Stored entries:
****

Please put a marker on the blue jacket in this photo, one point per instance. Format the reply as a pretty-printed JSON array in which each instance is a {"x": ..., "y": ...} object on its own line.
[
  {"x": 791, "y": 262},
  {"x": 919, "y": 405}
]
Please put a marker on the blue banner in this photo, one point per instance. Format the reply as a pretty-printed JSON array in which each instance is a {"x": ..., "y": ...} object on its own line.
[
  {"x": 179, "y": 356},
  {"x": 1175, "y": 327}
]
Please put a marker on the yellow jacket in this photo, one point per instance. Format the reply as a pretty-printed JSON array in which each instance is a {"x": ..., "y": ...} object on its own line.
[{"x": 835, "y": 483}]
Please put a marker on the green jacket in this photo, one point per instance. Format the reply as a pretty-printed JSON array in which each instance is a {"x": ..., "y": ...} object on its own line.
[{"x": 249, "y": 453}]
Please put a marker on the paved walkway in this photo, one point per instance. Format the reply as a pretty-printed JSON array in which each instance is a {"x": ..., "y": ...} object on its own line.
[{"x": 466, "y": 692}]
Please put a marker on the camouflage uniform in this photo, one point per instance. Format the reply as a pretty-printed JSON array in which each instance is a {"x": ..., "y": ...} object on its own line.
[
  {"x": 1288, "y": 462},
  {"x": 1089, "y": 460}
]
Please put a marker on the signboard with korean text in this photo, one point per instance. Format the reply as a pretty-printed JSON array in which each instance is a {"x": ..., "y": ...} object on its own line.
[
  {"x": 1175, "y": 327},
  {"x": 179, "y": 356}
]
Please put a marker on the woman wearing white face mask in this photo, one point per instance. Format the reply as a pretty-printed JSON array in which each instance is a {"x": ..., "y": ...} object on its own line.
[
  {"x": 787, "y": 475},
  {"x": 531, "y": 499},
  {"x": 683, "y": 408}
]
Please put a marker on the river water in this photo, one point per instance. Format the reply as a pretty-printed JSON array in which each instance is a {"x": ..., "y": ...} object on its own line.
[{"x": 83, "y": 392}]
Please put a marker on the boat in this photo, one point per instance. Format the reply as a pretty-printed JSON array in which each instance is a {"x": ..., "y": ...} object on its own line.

****

PROBLEM DESCRIPTION ▸
Each line from the one containing "Please put a marker on the river" to the close of the records must appear in the output exactly, and no other line.

EXPECTED ANSWER ▸
Please put a marker on the river water in this photo, one point per instance. Format the reply as a pretty-printed JSON array in which each instance is a {"x": ..., "y": ...} object on its own line.
[{"x": 83, "y": 392}]
Please put a marker on the boat in this photo, one point per instance. Format the reply as a pretty-printed JSON array in which each instance is a {"x": ..., "y": ...} object on its own line.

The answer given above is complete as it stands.